Begin DATASET RECORDS
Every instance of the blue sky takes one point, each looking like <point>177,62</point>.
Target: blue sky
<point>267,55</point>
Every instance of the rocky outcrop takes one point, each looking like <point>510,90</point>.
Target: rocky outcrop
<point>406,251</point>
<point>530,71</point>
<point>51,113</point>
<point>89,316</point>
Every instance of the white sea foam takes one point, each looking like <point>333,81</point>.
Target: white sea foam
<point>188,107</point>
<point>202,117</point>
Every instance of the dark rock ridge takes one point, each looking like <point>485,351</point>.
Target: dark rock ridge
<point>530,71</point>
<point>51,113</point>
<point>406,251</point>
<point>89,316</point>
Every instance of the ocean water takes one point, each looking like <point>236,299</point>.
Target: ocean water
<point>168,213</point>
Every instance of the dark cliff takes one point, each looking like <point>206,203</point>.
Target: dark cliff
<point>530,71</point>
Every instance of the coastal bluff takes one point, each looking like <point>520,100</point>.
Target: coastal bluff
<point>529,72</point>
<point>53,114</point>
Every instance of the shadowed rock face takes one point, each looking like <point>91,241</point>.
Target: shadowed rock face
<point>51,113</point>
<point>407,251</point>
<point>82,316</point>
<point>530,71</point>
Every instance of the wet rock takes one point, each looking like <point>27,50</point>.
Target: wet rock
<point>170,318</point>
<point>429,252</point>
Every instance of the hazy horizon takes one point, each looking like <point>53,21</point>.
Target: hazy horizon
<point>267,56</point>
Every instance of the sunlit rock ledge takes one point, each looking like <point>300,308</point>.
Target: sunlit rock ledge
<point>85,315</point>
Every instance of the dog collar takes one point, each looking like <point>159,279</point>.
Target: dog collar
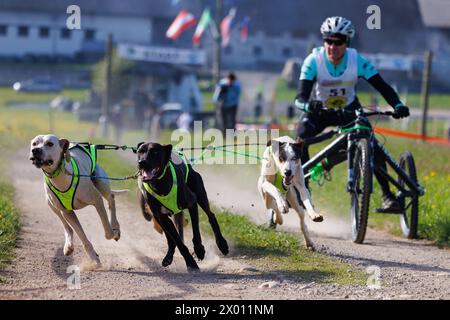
<point>57,172</point>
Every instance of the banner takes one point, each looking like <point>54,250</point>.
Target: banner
<point>182,22</point>
<point>225,27</point>
<point>205,20</point>
<point>161,54</point>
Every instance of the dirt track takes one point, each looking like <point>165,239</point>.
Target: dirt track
<point>409,269</point>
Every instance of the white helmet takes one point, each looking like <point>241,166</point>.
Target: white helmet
<point>337,25</point>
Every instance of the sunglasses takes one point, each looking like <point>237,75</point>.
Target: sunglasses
<point>337,42</point>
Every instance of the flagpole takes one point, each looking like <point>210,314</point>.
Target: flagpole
<point>217,41</point>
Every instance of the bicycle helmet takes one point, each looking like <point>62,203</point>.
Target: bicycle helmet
<point>337,26</point>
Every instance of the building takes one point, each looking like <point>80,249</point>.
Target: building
<point>38,28</point>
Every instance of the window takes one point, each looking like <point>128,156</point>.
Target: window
<point>89,34</point>
<point>44,32</point>
<point>65,33</point>
<point>257,51</point>
<point>23,31</point>
<point>287,52</point>
<point>228,50</point>
<point>3,29</point>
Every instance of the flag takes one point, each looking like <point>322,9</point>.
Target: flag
<point>243,32</point>
<point>225,27</point>
<point>182,22</point>
<point>205,20</point>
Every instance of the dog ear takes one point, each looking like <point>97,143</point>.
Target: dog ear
<point>167,150</point>
<point>64,144</point>
<point>299,142</point>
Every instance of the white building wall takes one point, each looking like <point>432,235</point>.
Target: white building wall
<point>136,30</point>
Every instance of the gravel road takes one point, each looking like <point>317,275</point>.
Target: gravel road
<point>131,267</point>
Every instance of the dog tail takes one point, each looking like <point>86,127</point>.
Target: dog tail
<point>119,191</point>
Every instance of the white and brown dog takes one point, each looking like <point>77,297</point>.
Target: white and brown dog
<point>282,184</point>
<point>67,191</point>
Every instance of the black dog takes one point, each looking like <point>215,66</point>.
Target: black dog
<point>168,187</point>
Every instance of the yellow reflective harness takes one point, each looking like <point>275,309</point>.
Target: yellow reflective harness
<point>67,197</point>
<point>278,183</point>
<point>169,201</point>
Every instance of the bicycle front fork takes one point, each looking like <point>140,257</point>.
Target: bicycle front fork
<point>351,150</point>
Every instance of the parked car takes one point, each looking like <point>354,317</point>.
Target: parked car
<point>62,103</point>
<point>38,85</point>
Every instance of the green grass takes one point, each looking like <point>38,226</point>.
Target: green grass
<point>9,223</point>
<point>280,252</point>
<point>433,171</point>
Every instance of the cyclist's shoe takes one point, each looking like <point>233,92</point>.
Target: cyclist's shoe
<point>390,203</point>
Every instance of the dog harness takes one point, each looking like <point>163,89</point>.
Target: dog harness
<point>67,197</point>
<point>169,201</point>
<point>278,183</point>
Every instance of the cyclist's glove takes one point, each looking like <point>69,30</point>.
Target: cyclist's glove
<point>400,112</point>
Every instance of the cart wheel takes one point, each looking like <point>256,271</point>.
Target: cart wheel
<point>179,223</point>
<point>360,196</point>
<point>410,217</point>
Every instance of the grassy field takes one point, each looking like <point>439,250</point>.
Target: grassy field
<point>433,169</point>
<point>262,247</point>
<point>18,126</point>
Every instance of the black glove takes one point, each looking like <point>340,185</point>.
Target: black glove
<point>314,106</point>
<point>401,112</point>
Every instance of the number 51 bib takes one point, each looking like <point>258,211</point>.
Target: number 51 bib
<point>335,92</point>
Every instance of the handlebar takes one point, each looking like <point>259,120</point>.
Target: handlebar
<point>361,112</point>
End DATASET RECORDS
WORK TO DO:
Please write out the records between the lines holding "Every instance of the coastal" and "<point>217,41</point>", inclusive, requests included, multiplying every point coordinate in the answers by 2.15 and rounding to whole numbers, halves up. Keep the requests and their sample points unchanged, and leave the pictures out.

OUTPUT FOR THIS TASK:
Every instance of the coastal bluff takes one point, each looking like <point>520,100</point>.
Target: coastal bluff
<point>1137,155</point>
<point>114,245</point>
Every instance of the shadowed rock face takes one point, each looking like <point>91,241</point>.
Target: shadowed rock face
<point>110,243</point>
<point>875,540</point>
<point>176,679</point>
<point>1140,153</point>
Every instance of the wet rock takes one point, each looking like <point>27,50</point>.
Target: wet rock
<point>366,684</point>
<point>922,542</point>
Every instance of the hazy horizon takes one point, each looking like <point>53,21</point>.
Target: hazy horizon
<point>574,120</point>
Every instance of the sunlit rock ledge takes one point, each looking like <point>300,308</point>.
Target: sunlit rock ledge
<point>183,677</point>
Every instance of the dog collar takes one point, each looking like <point>159,279</point>.
Target: dog collar
<point>123,370</point>
Every instance of the banner takes one point, each looking like <point>54,250</point>.
Target: banner
<point>391,47</point>
<point>484,58</point>
<point>441,43</point>
<point>346,116</point>
Every instance of the dirt track takes one point, each looking like <point>165,239</point>.
Target: dirt track
<point>879,578</point>
Every instance of the white helmet takes one point, each looking like <point>241,166</point>.
Target: white helmet
<point>725,54</point>
Every instance of the sunglasses takes one point, each looking like <point>237,75</point>.
Target: sunglasses
<point>725,90</point>
Every instance of the flagpole takes one point, each looking like <point>210,314</point>.
Target: flagpole
<point>467,88</point>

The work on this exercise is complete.